Problem to work on → Convert the material below into a JSON list of strings, one string per line, leaving out any blank lines.

Collected data entries →

****************

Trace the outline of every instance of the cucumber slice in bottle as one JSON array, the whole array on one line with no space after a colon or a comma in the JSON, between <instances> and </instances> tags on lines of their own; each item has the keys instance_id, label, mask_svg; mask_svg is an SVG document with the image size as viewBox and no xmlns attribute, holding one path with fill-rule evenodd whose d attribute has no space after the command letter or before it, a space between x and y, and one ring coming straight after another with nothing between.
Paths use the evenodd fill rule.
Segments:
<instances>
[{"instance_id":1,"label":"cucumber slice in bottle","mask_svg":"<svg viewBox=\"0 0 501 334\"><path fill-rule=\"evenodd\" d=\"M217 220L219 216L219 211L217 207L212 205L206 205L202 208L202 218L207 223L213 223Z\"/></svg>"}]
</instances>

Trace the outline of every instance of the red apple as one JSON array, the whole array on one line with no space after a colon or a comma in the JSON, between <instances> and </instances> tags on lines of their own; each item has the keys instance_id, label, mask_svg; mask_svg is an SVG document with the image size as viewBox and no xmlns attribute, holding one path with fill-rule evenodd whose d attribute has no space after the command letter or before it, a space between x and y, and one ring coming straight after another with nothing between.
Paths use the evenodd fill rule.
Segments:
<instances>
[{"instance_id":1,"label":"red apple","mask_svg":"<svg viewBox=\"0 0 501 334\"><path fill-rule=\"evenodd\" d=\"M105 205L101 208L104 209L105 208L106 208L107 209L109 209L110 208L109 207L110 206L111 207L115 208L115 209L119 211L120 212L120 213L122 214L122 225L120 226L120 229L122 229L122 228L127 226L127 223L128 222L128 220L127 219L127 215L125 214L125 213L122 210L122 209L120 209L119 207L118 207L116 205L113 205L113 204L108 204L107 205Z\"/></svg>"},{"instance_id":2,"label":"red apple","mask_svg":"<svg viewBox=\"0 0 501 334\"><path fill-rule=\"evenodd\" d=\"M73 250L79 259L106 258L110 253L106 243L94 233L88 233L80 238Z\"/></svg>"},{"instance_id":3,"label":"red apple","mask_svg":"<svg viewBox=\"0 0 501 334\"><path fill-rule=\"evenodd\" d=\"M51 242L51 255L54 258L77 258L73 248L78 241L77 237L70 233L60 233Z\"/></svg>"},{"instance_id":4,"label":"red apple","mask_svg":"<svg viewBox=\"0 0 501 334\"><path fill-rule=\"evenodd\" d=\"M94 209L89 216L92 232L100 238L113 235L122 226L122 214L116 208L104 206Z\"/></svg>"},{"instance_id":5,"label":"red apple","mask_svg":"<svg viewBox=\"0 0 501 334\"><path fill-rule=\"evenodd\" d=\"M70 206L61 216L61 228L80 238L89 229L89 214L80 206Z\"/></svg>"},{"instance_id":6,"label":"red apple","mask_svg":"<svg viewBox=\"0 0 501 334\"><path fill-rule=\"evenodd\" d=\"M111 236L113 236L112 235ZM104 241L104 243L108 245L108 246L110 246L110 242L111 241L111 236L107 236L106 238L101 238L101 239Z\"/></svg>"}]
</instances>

****************

Solved problem →
[
  "Trace the outline of every instance of the cucumber slice in bottle as one JSON array, the whole array on one line with no space after a colon or a comma in the JSON, between <instances> and </instances> tags on lines of their own; each item has the keys instance_id, label, mask_svg; mask_svg is an SVG document with the image size as viewBox and no xmlns attribute, holding one path with fill-rule evenodd whose d attribute has no space after the command letter or before it, a space between x and y, and one ring coming straight after another with nothing between.",
  "Paths use the evenodd fill rule.",
  "Segments:",
  "<instances>",
  "[{\"instance_id\":1,\"label\":\"cucumber slice in bottle\",\"mask_svg\":\"<svg viewBox=\\\"0 0 501 334\\\"><path fill-rule=\\\"evenodd\\\" d=\\\"M217 220L219 216L219 211L217 207L212 205L206 205L202 208L202 218L207 223L213 223Z\\\"/></svg>\"}]",
  "</instances>",
  "Trace the outline of every instance of the red apple as one JSON array, the whole array on one line with no space after a colon or a comma in the JSON, between <instances> and </instances> tags on lines of their own; each item has the keys instance_id, label, mask_svg; mask_svg is an SVG document with the image size as viewBox and no xmlns attribute, holding one path with fill-rule evenodd whose d attribute has no space after the command letter or before it, a space between x and y, and one ring coming straight after another with nothing between.",
  "Paths use the evenodd fill rule.",
  "Segments:",
  "<instances>",
  "[{\"instance_id\":1,\"label\":\"red apple\",\"mask_svg\":\"<svg viewBox=\\\"0 0 501 334\\\"><path fill-rule=\\\"evenodd\\\" d=\\\"M105 205L101 208L104 209L105 208L106 208L107 209L109 209L110 208L109 207L110 206L111 207L115 208L115 209L119 211L120 212L120 213L122 214L122 225L120 226L120 229L122 229L122 228L127 226L127 223L128 222L128 220L127 219L127 215L125 214L125 213L122 210L122 209L120 209L119 207L118 207L116 205L113 205L113 204L108 204L107 205Z\\\"/></svg>\"},{\"instance_id\":2,\"label\":\"red apple\",\"mask_svg\":\"<svg viewBox=\\\"0 0 501 334\\\"><path fill-rule=\\\"evenodd\\\" d=\\\"M73 250L79 259L106 258L110 253L106 243L94 233L88 233L80 238Z\\\"/></svg>\"},{\"instance_id\":3,\"label\":\"red apple\",\"mask_svg\":\"<svg viewBox=\\\"0 0 501 334\\\"><path fill-rule=\\\"evenodd\\\" d=\\\"M51 242L51 255L54 258L77 258L73 248L78 241L77 237L70 233L60 233Z\\\"/></svg>\"},{\"instance_id\":4,\"label\":\"red apple\",\"mask_svg\":\"<svg viewBox=\\\"0 0 501 334\\\"><path fill-rule=\\\"evenodd\\\" d=\\\"M94 209L89 216L92 232L100 238L113 235L122 226L122 214L116 208L104 206Z\\\"/></svg>\"},{\"instance_id\":5,\"label\":\"red apple\",\"mask_svg\":\"<svg viewBox=\\\"0 0 501 334\\\"><path fill-rule=\\\"evenodd\\\" d=\\\"M70 206L61 216L61 228L80 238L89 229L89 214L80 206Z\\\"/></svg>\"},{\"instance_id\":6,\"label\":\"red apple\",\"mask_svg\":\"<svg viewBox=\\\"0 0 501 334\\\"><path fill-rule=\\\"evenodd\\\" d=\\\"M111 236L113 236L112 235ZM104 241L104 243L108 245L108 246L110 246L110 242L111 241L111 236L107 236L106 238L101 238L101 239Z\\\"/></svg>\"}]",
  "</instances>"
]